_PROMPT A_. Return the portion of the lidar passage that begins at the words "Automotive radars detect" and ends after the words "or avoidable crashes.", copied without alteration.

Dr Jun Pei, CEO and co-founder of Cepton, presents the argument for adoption of mass-market lidar systems
Lidar is a superior sensing technology that is enabling vehicle manufacturers to set a higher bar for automotive safety. Yet, due to some common misconceptions, lidar sometimes gets left out of the conversation about the future of automobiles.
One line of thought is that lidar might be too expensive. This confuses the high costs of 360° view lidars with the much more inexpensive directional lidars that are increasingly used in mass-market applications such as automobiles. Automotive lidars sell for just a few hundred dollars. Another concern is whether lidars are reliable enough for automotive applications. This has also been addressed, as major automotive Tier 1s have entered the lidar market, sometimes by licensing state-of-the-art designs from innovative partners.
Lidar is fast, accurate in three dimensions (3D) and works at long distance, making it an ideal solution to form the ‘eyes’ of semi-autonomous, advanced driver assistance systems and fully autonomous or self-driving vehicles. It is therefore poised to be the cornerstone of the next generation of automotive safety. With rising road safety concerns, the importance of lidar in achieving vehicle safety goals over the next decade cannot be overstated. No wonder that many analysts forecast the automotive lidar market to be worth billions.
The reason lidar is becoming indispensable is that it has many significant advantages over camera and radar, which are used in ADAS today. While camera and radar have helped increase road safety, they have limitations that prevent them eliminating the majority of traffic accidents and fatalities.
Automotive radars detect the speed and distance of other objects in relation to the driving vehicle. However, the resolution achievable with radar is poor, and detectability is not always accurate. Radar returns tend to have high false positives, meaning they detect objects that don’t actually exist. In addition, radars are subject to false negatives, which means they miss objects that do exist, especially if they are stationary. For ADAS vehicles, this is a crucial weakness that could result in unexpected braking or avoidable crashes.

_PROMPT B_. In the entries, rename "evergreen tree" to "conifer" in the lines starting at the line that has "of the terracotta" and ending after the line that has "point(103, 248)", leaving all else unchanged. Provide those lines alone.

_Position annotation entries_.

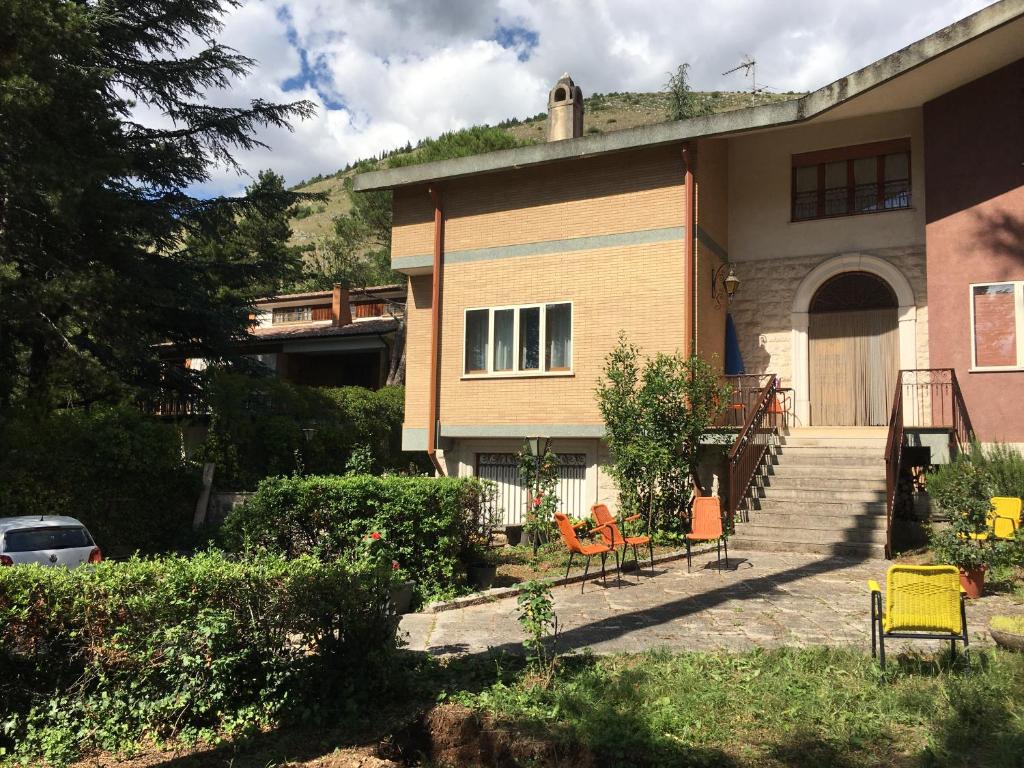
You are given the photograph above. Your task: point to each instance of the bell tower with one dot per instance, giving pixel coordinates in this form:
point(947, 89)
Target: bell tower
point(564, 110)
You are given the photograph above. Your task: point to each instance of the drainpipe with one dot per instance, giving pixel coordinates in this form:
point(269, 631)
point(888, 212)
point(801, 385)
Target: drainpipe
point(435, 330)
point(689, 252)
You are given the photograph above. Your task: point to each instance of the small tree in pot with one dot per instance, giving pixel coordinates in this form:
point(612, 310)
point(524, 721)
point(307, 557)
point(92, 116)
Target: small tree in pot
point(962, 491)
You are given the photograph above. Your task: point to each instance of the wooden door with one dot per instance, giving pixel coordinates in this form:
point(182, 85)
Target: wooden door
point(853, 359)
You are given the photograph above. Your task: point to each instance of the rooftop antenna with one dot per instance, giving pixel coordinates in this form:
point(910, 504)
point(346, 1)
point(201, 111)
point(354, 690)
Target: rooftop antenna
point(750, 68)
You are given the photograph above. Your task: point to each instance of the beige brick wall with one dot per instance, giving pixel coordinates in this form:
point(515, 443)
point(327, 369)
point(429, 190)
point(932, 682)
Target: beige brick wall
point(763, 306)
point(636, 289)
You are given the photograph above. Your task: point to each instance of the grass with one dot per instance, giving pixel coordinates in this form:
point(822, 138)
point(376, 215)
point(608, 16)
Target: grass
point(813, 707)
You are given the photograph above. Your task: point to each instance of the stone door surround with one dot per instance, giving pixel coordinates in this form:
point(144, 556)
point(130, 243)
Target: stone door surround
point(853, 262)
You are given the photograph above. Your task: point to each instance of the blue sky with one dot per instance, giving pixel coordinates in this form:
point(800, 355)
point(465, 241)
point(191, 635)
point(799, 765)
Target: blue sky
point(387, 72)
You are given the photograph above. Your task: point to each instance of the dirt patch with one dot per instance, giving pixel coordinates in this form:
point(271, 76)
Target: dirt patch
point(461, 736)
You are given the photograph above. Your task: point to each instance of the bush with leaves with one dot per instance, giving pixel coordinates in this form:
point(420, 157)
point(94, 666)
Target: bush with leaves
point(655, 413)
point(430, 522)
point(182, 649)
point(118, 471)
point(257, 424)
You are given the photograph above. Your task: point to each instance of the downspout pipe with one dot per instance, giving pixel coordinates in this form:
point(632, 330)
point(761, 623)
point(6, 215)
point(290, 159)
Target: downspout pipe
point(435, 330)
point(689, 250)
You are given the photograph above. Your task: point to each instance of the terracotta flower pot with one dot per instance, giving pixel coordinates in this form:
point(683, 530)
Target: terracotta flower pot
point(973, 581)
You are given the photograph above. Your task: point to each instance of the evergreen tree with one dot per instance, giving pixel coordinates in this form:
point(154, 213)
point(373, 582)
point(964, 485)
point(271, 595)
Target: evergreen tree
point(103, 248)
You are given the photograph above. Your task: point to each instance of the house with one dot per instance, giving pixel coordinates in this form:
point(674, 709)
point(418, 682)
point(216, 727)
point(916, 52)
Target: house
point(875, 226)
point(329, 338)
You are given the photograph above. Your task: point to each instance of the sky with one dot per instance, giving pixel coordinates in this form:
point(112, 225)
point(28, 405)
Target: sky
point(383, 73)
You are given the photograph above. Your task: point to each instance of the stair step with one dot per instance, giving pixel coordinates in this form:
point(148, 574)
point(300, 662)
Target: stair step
point(794, 521)
point(818, 508)
point(852, 551)
point(812, 496)
point(811, 536)
point(839, 472)
point(813, 458)
point(824, 483)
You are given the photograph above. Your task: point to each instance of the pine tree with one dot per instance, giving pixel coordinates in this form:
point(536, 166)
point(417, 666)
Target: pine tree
point(102, 250)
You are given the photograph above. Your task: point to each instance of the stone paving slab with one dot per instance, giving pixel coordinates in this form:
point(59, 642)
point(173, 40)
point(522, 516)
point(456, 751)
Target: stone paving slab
point(763, 599)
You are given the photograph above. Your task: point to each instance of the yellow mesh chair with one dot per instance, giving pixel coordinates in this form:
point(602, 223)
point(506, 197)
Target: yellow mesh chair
point(923, 602)
point(1006, 517)
point(1003, 520)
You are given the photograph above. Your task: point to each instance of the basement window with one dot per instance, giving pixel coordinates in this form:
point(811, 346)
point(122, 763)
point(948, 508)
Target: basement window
point(997, 326)
point(851, 180)
point(528, 340)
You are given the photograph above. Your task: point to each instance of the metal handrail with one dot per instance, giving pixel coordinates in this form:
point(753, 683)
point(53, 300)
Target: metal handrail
point(751, 446)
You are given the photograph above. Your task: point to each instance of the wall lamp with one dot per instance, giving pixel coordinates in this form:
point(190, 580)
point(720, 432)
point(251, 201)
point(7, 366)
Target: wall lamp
point(723, 283)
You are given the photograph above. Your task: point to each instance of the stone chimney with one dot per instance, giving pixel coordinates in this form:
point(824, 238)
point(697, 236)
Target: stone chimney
point(564, 110)
point(341, 310)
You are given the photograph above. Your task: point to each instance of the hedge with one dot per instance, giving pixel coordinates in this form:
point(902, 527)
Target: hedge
point(427, 521)
point(118, 471)
point(262, 426)
point(180, 649)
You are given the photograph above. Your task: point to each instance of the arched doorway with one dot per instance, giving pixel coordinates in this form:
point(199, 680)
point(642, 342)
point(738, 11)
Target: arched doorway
point(853, 350)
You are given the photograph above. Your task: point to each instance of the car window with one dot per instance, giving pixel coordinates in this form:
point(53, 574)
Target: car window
point(30, 540)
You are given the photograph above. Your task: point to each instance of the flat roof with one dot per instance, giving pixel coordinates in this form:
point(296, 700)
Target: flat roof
point(737, 121)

_WORKED ANSWER A_.
Automotive radars detect the speed and distance of other objects in relation to the driving vehicle. However, the resolution achievable with radar is poor, and detectability is not always accurate. Radar returns tend to have high false positives, meaning they detect objects that don’t actually exist. In addition, radars are subject to false negatives, which means they miss objects that do exist, especially if they are stationary. For ADAS vehicles, this is a crucial weakness that could result in unexpected braking or avoidable crashes.

_WORKED ANSWER B_.
You are given the photograph above. Your task: point to each instance of the terracotta flower pot with one dot per instance, giving pixel coordinates in this form:
point(683, 530)
Target: terracotta flower pot
point(973, 581)
You are given the photograph above. Your task: point to each instance of the conifer with one dot per instance, giving pixel coordinates in this form:
point(154, 213)
point(373, 582)
point(964, 485)
point(271, 595)
Target: conifer
point(103, 248)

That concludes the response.